--- Begin EXTRACT TO READ ---
Converting strings into expressions. Used in logic.py, planning.py and elsewhere.
from utils import *
x = expr('A | B')
x
type(x)
x.op
x.args
w = expr('A <== B')
y = expr('A ==> B')
z = expr('A <=> B')
w, y, z
x1 = expr('(A | B) ==> ~(C ^ D)')
x1
Expr is a recursive data structure.
x1.op
x1.args
type(x1.args[0])
x1.args[0].op
[expr('a + b ** c / d'), expr('x - sin(y) * e**x')]
This is useful if you are implementing computer algebra systems that perform symbolic mathematics.
We are going to focus on expr objects that represent propositional and first order logic (FOL) expressions.
from logic import *
We will create an instance of knowledge base for propositional logic.
kb = PropKB()
We add the above propositions to the knowledge base, as clauses.
kb.tell(x)
kb.tell(y)
kb.tell(z)
kb.tell(w)
kb.tell(x1)
kb.clauses
Note that the various ==>, <==, and <=> expressions were converts to disjunctive forms, using the or operator: |. That is to make it easier to perform inference.
ikb = PropKB()
ikb.tell('A ==> B')
ikb.tell('A')
ikb.clauses
ikb.ask(expr('B'))
kb.tell() adds a clause to the KB. kb.ask() queries the KB to see if the given clause can be deduced. If the deduction is valid, ask() returns the binding list required to make it true. An empty dictionary, {}, indicates (somewhat obscurely) that no substitution is required. We can avoid this possible confusion by using ask_if_true()
ikb.ask_if_true(expr('B'))
ikb.ask(expr('C'))
ikb.ask_if_true(expr('C'))
ikb.clauses
Note that even though ikb deduced that 'B' is valid, it did not add it to the knowledge base.
Fixed errors in expr: changed ^ to &
ikb.tell(expr('D & E'))
ikb.clauses
ikb.ask(expr('E'))
It looks like and elimination works now. Let's try and introduction. We first retract the D & E clause.
ikb.retract(expr('D & E'))
--- End EXTRACT TO READ ---
--- Begin PROVIDED MATERIAL ---
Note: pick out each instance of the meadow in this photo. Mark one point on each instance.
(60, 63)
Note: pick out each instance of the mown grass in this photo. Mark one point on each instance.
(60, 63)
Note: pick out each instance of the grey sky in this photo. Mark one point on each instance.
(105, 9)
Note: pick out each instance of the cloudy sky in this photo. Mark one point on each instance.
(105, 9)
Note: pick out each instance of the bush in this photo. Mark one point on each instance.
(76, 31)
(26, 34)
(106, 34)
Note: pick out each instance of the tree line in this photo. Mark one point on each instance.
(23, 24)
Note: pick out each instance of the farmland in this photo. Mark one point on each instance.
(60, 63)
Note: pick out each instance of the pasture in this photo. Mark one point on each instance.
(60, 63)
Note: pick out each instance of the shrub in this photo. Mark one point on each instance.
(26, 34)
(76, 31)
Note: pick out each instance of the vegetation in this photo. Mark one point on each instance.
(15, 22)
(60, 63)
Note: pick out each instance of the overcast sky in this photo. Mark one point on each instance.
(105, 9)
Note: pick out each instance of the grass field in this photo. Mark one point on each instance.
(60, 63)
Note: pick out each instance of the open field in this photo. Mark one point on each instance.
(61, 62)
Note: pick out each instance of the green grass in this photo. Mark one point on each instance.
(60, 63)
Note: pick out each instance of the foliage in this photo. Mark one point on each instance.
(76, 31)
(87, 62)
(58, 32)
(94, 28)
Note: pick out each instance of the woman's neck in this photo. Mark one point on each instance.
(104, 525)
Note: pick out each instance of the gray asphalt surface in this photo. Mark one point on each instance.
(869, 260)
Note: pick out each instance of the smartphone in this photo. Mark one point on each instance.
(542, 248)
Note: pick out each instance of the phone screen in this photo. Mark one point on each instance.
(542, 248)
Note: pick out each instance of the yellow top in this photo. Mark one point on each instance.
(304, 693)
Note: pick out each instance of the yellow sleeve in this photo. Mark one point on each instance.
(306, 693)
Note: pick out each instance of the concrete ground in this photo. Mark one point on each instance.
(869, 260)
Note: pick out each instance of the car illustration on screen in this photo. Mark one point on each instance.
--- End PROVIDED MATERIAL ---
COMPLETE THE FOLLOWING:
A: Name every method that the logic notebook calls on ikb.
B: Translate this sentence from the logic notebook into Spanish: "Note that even though ikb deduced that 'B' is valid, it did not add it to the knowledge base."
C: Turn the paragraph of the logic notebook that begins "kb.tell() adds a clause" into a short bulleted list that keeps its main facts.

ANSWERS FOR THIS EXERCISE:
A:
- tell
- ask
- ask_if_true
- retract

B: Ten en cuenta que, aunque ikb dedujo que 'B' es válida, no la añadió a la base de conocimiento.

C:
- kb.tell() adds a clause to the KB.
- kb.ask() checks whether a given clause can be deduced from the KB.
- If the deduction is valid, ask() returns the binding list needed to make it true.
- An empty dictionary, {}, means no substitution is needed, which can be confusing.
- ask_if_true() avoids that confusion.